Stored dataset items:
★ ★ ★

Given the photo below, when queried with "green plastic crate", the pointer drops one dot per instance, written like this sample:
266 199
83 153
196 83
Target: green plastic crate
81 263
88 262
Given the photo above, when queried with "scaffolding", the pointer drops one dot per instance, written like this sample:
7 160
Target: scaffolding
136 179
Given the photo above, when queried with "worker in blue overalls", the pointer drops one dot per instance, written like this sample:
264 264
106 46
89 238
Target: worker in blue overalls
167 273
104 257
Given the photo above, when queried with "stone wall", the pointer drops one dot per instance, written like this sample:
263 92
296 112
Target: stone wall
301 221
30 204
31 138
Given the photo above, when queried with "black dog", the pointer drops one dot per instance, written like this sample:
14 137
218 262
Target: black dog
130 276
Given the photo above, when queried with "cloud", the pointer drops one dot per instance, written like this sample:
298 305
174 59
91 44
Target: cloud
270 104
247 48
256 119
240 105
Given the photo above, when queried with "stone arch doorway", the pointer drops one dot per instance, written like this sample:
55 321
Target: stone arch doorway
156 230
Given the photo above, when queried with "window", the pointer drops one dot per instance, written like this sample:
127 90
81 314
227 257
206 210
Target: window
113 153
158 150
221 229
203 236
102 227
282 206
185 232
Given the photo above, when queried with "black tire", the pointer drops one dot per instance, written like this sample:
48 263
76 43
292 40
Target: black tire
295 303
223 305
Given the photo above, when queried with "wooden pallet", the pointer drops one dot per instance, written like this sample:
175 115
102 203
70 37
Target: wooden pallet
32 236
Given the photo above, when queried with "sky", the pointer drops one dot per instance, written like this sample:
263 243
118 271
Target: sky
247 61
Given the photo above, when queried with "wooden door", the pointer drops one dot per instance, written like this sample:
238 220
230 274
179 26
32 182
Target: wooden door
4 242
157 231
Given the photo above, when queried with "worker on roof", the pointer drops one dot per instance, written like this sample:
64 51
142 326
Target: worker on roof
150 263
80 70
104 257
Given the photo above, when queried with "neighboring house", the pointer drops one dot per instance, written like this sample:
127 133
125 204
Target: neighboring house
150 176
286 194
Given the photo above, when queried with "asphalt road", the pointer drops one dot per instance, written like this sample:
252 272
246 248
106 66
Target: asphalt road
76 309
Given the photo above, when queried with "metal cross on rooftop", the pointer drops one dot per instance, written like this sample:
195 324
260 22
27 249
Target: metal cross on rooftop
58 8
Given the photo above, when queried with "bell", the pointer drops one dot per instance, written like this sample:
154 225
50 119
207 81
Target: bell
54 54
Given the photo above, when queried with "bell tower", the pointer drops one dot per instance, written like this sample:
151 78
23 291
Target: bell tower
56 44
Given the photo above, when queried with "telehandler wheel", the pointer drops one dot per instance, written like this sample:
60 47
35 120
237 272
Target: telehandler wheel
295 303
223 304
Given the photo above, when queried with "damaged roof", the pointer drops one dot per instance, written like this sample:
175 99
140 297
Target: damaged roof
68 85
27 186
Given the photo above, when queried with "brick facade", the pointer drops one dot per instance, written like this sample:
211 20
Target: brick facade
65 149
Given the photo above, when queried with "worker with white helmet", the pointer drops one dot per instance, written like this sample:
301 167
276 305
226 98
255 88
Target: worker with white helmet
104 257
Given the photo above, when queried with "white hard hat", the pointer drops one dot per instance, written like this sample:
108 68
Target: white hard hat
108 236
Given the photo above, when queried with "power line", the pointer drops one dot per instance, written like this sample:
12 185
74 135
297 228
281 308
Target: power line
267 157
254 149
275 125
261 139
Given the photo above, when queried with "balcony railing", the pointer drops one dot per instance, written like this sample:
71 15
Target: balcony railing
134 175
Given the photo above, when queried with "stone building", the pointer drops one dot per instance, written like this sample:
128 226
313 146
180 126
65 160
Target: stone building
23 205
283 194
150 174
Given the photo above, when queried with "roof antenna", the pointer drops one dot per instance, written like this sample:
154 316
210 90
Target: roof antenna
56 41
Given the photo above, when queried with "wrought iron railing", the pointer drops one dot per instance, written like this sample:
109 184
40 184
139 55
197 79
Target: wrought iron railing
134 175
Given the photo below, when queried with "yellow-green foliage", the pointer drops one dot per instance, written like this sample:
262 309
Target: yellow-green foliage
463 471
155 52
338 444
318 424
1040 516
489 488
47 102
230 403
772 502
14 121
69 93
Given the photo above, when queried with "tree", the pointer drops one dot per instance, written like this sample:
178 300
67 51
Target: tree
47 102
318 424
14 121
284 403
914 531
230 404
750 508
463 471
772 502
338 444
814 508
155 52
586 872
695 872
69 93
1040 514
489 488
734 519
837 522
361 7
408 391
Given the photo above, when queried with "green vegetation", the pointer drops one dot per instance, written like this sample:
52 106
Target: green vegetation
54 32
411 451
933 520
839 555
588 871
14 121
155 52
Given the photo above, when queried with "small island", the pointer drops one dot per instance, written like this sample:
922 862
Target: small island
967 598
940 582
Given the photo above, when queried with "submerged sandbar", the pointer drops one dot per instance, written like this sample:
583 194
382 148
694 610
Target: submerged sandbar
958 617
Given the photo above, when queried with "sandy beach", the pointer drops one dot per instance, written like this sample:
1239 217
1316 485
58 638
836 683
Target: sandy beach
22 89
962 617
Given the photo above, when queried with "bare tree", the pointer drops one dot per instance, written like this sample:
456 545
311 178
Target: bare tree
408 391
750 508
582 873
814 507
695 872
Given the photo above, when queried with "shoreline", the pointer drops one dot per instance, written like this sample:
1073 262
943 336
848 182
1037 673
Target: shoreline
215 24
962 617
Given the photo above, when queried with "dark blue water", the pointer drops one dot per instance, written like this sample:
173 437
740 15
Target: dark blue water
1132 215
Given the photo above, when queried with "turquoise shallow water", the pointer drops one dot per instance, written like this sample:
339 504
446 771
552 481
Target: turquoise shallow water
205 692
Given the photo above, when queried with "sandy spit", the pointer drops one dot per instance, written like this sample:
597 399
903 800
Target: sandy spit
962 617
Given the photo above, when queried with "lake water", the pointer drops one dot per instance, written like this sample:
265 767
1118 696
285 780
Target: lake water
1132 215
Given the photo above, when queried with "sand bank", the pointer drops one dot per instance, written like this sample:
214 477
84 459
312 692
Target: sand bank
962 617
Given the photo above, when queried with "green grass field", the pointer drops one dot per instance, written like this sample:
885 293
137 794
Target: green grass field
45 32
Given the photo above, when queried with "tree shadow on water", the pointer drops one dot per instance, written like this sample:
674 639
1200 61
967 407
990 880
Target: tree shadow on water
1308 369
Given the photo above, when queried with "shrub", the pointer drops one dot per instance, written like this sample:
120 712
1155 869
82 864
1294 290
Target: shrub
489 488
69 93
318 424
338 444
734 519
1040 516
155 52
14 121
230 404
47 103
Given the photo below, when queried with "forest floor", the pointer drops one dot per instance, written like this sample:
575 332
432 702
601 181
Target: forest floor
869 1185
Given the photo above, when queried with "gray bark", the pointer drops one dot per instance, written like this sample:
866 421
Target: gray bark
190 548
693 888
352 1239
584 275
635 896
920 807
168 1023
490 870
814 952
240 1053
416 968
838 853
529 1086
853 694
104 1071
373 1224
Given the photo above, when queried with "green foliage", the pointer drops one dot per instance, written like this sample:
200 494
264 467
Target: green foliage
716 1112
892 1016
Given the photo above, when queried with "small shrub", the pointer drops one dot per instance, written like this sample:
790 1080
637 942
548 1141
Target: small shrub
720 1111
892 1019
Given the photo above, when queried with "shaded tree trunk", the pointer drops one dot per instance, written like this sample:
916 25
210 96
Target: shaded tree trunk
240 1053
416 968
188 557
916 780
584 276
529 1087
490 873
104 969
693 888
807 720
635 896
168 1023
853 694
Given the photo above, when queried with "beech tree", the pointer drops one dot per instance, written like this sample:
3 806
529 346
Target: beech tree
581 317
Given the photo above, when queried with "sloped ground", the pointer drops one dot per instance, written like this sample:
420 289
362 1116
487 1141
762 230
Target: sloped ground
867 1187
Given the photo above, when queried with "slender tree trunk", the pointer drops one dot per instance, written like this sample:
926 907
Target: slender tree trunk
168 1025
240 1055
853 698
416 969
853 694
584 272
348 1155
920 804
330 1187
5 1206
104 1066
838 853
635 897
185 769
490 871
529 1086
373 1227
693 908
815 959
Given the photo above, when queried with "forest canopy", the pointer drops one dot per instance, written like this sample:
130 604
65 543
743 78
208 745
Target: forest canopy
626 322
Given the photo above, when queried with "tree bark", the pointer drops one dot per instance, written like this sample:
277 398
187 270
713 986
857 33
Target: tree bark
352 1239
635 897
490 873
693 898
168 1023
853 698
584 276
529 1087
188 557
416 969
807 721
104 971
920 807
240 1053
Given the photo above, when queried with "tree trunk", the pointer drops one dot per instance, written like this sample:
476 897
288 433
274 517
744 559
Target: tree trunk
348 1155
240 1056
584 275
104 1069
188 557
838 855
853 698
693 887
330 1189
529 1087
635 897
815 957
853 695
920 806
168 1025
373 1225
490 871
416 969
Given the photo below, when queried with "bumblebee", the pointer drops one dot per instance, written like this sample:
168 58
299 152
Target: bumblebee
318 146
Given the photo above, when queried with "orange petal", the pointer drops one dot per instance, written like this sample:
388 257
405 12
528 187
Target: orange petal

★ ★ ★

WORK TO COMPLETE: How many lines of the material above contain the string "canopy"? Case counts. Reply with the number alone.

RESPONSE TO THE EXERCISE: 2